— TASK INSTRUCTIONS —
Beginning at the line that contains "in purple rain", reproduce every line to the end of the material without changing any of them.

— BEGIN INPUT RECORDS —

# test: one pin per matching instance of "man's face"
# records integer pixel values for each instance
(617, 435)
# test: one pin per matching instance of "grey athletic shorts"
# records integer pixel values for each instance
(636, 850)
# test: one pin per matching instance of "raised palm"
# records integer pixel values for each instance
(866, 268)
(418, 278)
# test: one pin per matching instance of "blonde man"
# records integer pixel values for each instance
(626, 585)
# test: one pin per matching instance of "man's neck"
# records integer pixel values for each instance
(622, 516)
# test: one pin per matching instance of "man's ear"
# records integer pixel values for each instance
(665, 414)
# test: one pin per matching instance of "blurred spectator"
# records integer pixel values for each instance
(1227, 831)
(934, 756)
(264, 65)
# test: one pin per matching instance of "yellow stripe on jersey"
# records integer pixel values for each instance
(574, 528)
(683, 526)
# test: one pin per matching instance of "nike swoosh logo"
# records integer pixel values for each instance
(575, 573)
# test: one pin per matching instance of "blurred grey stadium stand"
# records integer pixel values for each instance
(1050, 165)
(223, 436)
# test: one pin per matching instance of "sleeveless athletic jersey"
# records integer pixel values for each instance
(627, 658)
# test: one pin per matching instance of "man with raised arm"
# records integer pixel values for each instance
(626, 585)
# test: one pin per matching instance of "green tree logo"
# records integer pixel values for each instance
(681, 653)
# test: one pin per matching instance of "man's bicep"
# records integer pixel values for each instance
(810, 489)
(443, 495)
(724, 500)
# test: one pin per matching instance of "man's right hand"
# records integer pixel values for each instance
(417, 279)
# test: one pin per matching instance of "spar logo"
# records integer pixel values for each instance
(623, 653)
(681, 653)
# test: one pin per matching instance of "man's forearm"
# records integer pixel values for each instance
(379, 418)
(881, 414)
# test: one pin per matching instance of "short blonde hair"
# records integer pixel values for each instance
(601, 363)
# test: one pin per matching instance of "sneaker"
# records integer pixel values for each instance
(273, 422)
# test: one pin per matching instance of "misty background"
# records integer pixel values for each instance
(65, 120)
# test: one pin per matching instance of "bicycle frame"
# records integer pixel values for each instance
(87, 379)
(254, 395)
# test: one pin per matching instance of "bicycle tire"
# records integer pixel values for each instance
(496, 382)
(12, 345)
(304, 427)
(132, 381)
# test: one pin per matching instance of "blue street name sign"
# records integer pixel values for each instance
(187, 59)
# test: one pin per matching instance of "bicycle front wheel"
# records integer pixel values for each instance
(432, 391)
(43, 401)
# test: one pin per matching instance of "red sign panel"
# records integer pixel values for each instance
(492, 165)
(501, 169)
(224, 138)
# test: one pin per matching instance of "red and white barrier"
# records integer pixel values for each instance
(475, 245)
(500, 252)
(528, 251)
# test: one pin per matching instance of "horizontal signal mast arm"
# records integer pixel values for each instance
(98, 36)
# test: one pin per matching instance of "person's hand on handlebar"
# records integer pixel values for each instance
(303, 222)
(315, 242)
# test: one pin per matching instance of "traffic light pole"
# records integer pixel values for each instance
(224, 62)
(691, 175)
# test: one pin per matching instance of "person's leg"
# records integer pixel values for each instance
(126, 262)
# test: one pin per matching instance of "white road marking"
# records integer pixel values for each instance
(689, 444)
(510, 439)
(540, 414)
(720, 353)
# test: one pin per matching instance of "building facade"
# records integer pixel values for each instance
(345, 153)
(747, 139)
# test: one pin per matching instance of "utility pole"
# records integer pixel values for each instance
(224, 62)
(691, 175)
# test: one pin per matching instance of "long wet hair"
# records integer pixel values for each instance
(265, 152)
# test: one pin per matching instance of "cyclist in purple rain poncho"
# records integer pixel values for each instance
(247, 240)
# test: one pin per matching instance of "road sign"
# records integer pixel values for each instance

— END INPUT RECORDS —

— THE ANSWER —
# test: one pin per matching instance of "cyclist in purple rain poncho"
# records integer pixel values for each instance
(247, 240)
# test: one pin per matching instance of "road sign"
# records integer pixel values for each instance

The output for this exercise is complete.